▶ What is expected
Could you return every line of the records below that contains the word "suit"?

[Image point grounding data]
▼

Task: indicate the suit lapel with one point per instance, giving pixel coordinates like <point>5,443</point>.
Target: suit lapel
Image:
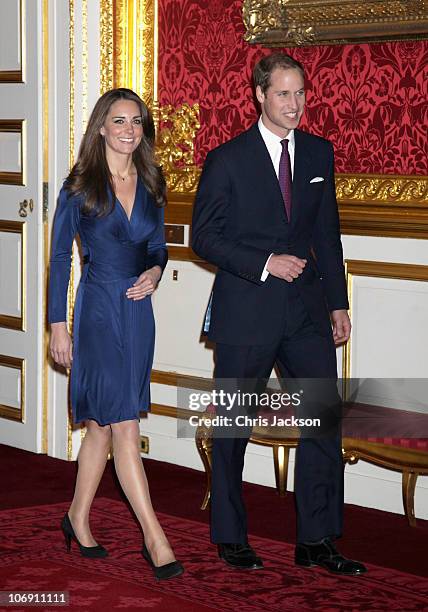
<point>302,171</point>
<point>261,164</point>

▲

▶ Task solution
Task: indicate the suit lapel with one point per instance, giving pixel coordinates like <point>5,443</point>.
Target: suit lapel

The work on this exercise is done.